-- start DATASET RECORDS --

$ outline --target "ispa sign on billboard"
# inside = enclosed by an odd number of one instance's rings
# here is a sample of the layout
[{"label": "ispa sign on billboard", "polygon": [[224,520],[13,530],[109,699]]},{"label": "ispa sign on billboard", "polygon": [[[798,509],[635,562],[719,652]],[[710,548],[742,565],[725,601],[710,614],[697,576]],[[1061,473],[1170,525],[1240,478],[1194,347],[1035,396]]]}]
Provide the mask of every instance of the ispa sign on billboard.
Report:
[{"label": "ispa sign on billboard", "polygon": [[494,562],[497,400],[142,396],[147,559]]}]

-- end DATASET RECORDS --

> THE EXERCISE
Could you reproduce the lines above word for word, changing nothing?

> WRITTEN ANSWER
$ outline --target "ispa sign on billboard"
# inside = enclosed by an odd number of one instance's rings
# here is a sample of the layout
[{"label": "ispa sign on billboard", "polygon": [[224,520],[13,530],[109,699]]},{"label": "ispa sign on billboard", "polygon": [[[798,509],[635,562],[719,652]],[[710,548],[742,565],[725,601],[710,614],[697,576]],[[1061,473],[1170,525],[1240,478],[1194,347],[1035,396]]]}]
Provide the mask of every instance of the ispa sign on billboard.
Report:
[{"label": "ispa sign on billboard", "polygon": [[494,562],[497,400],[142,396],[147,559]]}]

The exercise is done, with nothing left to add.